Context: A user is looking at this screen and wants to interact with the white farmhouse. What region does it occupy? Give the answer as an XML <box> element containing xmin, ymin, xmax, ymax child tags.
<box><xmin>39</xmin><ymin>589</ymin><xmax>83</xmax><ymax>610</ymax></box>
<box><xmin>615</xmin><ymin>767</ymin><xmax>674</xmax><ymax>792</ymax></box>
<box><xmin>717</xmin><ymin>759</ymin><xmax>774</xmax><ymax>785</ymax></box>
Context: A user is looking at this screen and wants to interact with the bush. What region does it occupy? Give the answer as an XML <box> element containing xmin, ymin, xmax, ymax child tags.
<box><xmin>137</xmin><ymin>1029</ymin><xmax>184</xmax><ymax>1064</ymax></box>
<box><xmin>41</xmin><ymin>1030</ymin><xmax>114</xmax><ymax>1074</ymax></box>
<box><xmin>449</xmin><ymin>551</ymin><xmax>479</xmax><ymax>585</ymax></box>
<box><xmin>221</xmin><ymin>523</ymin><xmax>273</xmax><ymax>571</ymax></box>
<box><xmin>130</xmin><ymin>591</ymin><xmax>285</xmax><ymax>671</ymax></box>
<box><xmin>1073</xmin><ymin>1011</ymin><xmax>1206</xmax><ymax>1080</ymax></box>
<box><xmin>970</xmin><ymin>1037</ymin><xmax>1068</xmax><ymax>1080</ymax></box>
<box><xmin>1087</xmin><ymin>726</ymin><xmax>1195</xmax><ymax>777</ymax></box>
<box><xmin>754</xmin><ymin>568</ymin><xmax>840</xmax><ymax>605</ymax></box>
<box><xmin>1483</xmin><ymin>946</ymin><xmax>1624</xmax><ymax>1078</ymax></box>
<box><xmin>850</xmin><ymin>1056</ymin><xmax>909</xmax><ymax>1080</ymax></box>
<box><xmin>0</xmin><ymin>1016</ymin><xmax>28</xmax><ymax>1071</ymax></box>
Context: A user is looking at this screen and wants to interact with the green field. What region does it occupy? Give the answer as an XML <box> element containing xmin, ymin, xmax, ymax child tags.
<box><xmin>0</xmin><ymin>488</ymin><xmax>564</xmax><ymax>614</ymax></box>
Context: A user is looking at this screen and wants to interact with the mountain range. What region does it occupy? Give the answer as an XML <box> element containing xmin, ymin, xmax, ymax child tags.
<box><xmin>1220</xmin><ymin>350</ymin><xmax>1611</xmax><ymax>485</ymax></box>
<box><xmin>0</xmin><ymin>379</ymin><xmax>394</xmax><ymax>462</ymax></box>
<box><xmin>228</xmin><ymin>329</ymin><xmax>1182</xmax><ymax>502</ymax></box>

•••

Task to complete:
Repeat all the records without altering a single word.

Final answer:
Context: A user is looking at this screen and wants to interact with the white farmhouse. What region does it occupy? Give the answer as an XML <box> element containing xmin, ymin, xmax, ymax child tags.
<box><xmin>39</xmin><ymin>589</ymin><xmax>83</xmax><ymax>610</ymax></box>
<box><xmin>615</xmin><ymin>767</ymin><xmax>674</xmax><ymax>792</ymax></box>
<box><xmin>717</xmin><ymin>759</ymin><xmax>774</xmax><ymax>785</ymax></box>
Context: A user is looking at this screen and wants to interact with the bush. What region does it occupy? Give the answer as an XML <box> element containing xmin, ymin, xmax, ymax child tags.
<box><xmin>137</xmin><ymin>1029</ymin><xmax>184</xmax><ymax>1064</ymax></box>
<box><xmin>41</xmin><ymin>1030</ymin><xmax>114</xmax><ymax>1074</ymax></box>
<box><xmin>449</xmin><ymin>551</ymin><xmax>479</xmax><ymax>585</ymax></box>
<box><xmin>221</xmin><ymin>523</ymin><xmax>273</xmax><ymax>571</ymax></box>
<box><xmin>130</xmin><ymin>591</ymin><xmax>285</xmax><ymax>671</ymax></box>
<box><xmin>1073</xmin><ymin>1011</ymin><xmax>1206</xmax><ymax>1080</ymax></box>
<box><xmin>970</xmin><ymin>1037</ymin><xmax>1068</xmax><ymax>1080</ymax></box>
<box><xmin>1087</xmin><ymin>726</ymin><xmax>1195</xmax><ymax>777</ymax></box>
<box><xmin>754</xmin><ymin>568</ymin><xmax>840</xmax><ymax>605</ymax></box>
<box><xmin>1483</xmin><ymin>946</ymin><xmax>1624</xmax><ymax>1078</ymax></box>
<box><xmin>850</xmin><ymin>1056</ymin><xmax>909</xmax><ymax>1080</ymax></box>
<box><xmin>0</xmin><ymin>1016</ymin><xmax>28</xmax><ymax>1071</ymax></box>
Context: A user is looking at this screen and wants to interact with the green field. What region does it occupy? Give the answer as an XML <box> element containing xmin, ymin, xmax, ymax child tags.
<box><xmin>0</xmin><ymin>488</ymin><xmax>564</xmax><ymax>614</ymax></box>
Context: A user is looking at this screen and wants to interact with the mountain range. What region does it occupy? Give the answer as an XML <box> element containing xmin, ymin, xmax, ymax child tags.
<box><xmin>1220</xmin><ymin>350</ymin><xmax>1611</xmax><ymax>485</ymax></box>
<box><xmin>0</xmin><ymin>379</ymin><xmax>394</xmax><ymax>462</ymax></box>
<box><xmin>228</xmin><ymin>329</ymin><xmax>1182</xmax><ymax>502</ymax></box>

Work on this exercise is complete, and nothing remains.